Things to do:
• A. Answer these from the biochar abstract, one answer per line, labeled to match:
(i) How long was the biochar shaken in the batch experiment testing the effect of pH?
(ii) As solution pH changed from 9 to 6, did the biochar sorb more or less Cu?
(iii) What Cu sorption maximum did the exponential rise equation predict?
• B. List every phase that the biochar abstract says Cu was associated with at pH 7, 8, and 9.

Extracted text:
┌──

Macroscopic and Molecular Investigations of Copper Sorption by a Steam-Activated Biochar

Excessive Cu concentrations in water systems can negatively affect biological systems. Because Cu can form strong associations with organic functional groups, we examined the ability of biochar (an O-C-enriched organic bioenergy by-product) to sorb Cu from solution. In a batch experiment, KOH steam-activated pecan shell biochar was shaken for 24 h in pH 6, 7, 8, or 9 buffered solutions containing various Cu concentrations to identify the effect of pH on biochar Cu sorption. Afterward, all biochar solids from the 24-h shaking period were air-dried and analyzed using X-ray absorption fine structure (XAFS) spectroscopy to determine solid-phase Cu speciation. In a separate batch experiment, biochar was shaken for 30 d in pH 6 buffered solution containing increasing Cu concentrations; the Cu sorption maximum was calculated based on the exponential rise to a maximum equation. Biochar sorbed increasing amounts of Cu as the solution pH decreased from 9 to 6. The XAFS spectroscopy revealed that Cu was predominantly sorbed onto a biochar organic phase at pH 6 in a molecular structure similar to Cu adsorbed on model humic acid (Cu-humic acid [HA]). The XAFS spectra at pH 7, 8, and 9 suggested that Cu was associated with the biochar as three phases: (i) a complex adsorbed on organic ligands similar to Cu-HA, (ii) carbonate phases similar to azurite (Cu-3(CO3)(2)(OH2)), and (iii) a Cu oxide phase like tenorite (CuO). The exponential rise equation fit to the incubated samples predicted a Cu sorption maximum of 42,300 mg Cu kg(-1). Th e results showed that KOH steam-activated pecan shell biochar could be used as a material for sorbing excess Cu from water systems, potentially reducing the negative effects of Cu in the environment.

└──

Given entries:
┌──

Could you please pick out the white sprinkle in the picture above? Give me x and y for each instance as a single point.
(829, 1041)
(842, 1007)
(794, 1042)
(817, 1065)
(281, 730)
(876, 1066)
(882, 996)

└──

Answers for this exercise:
• A.
(i) 24 h
(ii) More; it sorbed increasing amounts of Cu as the pH decreased from 9 to 6.
(iii) 42,300 mg Cu kg(-1)

• B.
- A complex adsorbed on organic ligands, similar to Cu-HA
- Carbonate phases, similar to azurite (Cu-3(CO3)(2)(OH2))
- A Cu oxide phase, like tenorite (CuO)